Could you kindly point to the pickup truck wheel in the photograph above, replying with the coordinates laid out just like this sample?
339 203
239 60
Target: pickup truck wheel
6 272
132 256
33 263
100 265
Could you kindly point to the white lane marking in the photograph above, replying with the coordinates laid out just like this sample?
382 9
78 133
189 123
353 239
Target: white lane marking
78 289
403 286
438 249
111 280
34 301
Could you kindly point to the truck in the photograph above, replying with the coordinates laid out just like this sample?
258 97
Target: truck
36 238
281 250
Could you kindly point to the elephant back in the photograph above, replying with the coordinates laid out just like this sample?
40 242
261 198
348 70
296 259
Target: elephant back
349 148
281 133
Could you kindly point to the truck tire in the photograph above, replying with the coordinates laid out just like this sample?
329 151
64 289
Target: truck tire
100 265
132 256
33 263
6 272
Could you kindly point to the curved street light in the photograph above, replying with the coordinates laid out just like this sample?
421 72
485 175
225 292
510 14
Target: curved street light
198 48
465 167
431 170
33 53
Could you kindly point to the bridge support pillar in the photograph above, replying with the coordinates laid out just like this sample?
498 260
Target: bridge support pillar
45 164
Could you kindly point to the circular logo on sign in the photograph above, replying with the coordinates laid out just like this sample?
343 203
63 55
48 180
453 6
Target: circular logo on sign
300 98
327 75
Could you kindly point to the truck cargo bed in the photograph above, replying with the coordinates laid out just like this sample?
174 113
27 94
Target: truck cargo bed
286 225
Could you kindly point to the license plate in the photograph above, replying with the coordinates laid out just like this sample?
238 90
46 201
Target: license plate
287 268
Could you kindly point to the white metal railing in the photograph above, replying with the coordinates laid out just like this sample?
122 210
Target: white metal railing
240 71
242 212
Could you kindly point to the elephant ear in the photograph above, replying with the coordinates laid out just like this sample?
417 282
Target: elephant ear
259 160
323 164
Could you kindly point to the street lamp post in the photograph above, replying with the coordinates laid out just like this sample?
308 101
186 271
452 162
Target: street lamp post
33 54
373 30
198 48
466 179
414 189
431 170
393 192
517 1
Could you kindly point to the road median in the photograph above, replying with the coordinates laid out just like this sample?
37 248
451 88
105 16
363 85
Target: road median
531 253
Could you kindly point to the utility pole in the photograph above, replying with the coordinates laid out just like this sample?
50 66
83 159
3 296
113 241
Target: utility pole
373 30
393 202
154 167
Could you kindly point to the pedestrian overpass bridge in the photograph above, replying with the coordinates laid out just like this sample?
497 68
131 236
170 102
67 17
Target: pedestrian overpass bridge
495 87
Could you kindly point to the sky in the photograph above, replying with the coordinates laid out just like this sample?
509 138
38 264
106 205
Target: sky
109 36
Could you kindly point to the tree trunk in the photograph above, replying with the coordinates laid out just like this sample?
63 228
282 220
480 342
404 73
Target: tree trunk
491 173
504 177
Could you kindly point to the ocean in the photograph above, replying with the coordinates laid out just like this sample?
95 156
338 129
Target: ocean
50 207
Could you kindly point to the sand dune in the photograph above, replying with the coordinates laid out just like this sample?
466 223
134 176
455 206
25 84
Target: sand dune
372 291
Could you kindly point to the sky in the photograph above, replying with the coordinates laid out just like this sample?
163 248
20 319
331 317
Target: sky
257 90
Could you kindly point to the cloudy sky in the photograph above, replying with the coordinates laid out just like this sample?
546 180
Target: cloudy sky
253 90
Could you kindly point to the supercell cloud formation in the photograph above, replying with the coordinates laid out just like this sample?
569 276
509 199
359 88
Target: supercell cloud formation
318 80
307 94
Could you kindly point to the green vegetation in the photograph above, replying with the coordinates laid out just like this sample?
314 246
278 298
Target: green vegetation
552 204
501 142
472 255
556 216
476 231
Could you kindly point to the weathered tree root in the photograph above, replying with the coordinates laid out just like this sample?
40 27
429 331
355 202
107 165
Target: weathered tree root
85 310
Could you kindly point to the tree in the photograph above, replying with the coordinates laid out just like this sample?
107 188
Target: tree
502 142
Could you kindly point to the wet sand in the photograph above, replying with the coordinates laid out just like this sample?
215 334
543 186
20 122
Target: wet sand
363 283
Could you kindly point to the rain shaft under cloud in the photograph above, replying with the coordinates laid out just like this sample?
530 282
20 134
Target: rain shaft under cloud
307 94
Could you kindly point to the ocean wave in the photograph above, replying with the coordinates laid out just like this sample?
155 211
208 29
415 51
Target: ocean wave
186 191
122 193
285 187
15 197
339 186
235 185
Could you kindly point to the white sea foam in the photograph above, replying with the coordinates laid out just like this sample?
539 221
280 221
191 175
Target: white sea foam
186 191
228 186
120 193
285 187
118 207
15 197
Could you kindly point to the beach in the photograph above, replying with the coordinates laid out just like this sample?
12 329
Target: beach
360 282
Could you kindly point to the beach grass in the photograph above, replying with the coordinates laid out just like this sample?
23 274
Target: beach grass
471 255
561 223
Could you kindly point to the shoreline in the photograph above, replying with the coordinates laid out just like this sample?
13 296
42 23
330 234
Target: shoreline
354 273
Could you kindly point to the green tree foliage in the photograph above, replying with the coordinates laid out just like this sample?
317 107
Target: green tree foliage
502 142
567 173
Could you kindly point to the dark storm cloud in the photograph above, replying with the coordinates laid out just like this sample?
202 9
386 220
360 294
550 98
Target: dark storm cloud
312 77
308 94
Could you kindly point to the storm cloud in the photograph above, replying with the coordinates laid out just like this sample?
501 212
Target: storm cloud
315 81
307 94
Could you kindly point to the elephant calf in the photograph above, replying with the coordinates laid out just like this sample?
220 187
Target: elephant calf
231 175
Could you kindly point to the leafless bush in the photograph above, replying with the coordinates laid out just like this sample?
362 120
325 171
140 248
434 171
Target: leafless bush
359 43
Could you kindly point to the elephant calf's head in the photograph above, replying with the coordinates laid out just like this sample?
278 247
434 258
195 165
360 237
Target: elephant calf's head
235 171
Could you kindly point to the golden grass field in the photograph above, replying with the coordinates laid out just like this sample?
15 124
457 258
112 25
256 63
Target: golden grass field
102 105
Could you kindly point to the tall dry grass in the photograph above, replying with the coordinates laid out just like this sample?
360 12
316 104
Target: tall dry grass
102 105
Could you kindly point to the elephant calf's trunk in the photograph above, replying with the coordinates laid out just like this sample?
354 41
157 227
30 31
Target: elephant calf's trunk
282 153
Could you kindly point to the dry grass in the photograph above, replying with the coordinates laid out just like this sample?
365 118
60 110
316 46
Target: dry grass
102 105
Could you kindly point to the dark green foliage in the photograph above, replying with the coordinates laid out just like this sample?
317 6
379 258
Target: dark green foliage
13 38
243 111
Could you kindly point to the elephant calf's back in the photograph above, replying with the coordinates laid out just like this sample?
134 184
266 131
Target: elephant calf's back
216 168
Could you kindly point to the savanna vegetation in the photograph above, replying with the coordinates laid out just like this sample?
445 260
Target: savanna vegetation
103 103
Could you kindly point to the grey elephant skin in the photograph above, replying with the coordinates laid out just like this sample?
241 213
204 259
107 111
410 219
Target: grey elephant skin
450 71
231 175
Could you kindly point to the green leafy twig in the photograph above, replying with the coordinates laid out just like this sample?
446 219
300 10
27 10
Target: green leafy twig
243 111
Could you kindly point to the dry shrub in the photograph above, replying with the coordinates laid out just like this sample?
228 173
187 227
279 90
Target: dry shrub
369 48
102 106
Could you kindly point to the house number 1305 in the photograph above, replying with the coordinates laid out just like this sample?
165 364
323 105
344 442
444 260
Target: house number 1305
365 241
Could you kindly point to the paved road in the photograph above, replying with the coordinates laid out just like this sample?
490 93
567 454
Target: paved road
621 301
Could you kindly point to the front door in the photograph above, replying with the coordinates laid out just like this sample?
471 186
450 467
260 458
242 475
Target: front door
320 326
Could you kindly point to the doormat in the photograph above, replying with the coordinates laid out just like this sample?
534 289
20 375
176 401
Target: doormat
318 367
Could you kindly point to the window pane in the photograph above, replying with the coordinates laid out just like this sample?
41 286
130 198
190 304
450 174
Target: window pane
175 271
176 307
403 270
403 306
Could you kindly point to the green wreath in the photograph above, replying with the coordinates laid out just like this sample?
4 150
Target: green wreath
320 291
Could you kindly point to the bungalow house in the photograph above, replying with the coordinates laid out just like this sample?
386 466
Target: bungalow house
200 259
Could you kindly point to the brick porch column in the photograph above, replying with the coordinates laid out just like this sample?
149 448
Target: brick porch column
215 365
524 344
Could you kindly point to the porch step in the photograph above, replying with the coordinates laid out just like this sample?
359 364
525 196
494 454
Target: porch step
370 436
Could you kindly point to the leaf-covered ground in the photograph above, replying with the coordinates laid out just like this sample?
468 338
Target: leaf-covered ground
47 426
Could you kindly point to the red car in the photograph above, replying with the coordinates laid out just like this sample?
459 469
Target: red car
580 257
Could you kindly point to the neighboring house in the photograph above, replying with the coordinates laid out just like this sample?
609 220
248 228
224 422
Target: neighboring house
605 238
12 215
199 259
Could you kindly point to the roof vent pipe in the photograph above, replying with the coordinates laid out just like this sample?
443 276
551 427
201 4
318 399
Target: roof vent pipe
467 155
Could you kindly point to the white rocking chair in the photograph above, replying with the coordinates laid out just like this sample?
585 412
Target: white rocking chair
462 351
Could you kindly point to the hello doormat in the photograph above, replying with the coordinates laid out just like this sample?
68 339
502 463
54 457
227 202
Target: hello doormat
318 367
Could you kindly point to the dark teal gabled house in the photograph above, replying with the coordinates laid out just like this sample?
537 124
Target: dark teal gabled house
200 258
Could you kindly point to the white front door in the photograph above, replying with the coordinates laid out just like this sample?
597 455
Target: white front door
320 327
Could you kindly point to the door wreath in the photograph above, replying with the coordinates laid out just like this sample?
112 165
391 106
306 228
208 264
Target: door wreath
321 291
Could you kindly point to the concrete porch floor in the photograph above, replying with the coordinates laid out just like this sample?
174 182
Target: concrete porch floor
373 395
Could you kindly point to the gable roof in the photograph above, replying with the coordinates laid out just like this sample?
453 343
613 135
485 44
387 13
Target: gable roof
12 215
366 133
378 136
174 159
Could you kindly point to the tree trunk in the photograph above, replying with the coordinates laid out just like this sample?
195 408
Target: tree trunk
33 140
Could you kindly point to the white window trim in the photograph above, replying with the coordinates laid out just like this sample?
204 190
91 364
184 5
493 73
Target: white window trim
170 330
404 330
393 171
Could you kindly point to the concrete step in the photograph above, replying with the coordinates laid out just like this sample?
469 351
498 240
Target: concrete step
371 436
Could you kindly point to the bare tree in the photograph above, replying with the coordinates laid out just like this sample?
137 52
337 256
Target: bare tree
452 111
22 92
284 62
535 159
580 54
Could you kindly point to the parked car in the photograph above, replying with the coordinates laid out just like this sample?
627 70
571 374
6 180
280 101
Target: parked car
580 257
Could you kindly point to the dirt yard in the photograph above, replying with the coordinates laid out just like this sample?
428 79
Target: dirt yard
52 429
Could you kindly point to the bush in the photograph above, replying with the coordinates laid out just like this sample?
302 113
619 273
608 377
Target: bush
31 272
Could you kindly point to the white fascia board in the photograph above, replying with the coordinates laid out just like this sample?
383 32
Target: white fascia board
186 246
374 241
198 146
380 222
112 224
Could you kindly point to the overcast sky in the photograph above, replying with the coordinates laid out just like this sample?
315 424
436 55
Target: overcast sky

What you need to do:
Copy out the material from the line that has "Could you kindly point to the white fascia" through the last line, including the requests. Offset every coordinate in the answers by -98, and leave the numbers in the requests and their format samples unchanged.

Solution to this problem:
Could you kindly point to the white fascia board in the photograph above, replying with the coordinates laid out just like this sample?
383 32
Target: white fascia board
88 148
276 143
100 48
282 124
14 126
Could you kindly point to the overcast sky in the photograph above, replying with the coordinates laid out just like this sample?
315 424
436 55
Target: overcast sky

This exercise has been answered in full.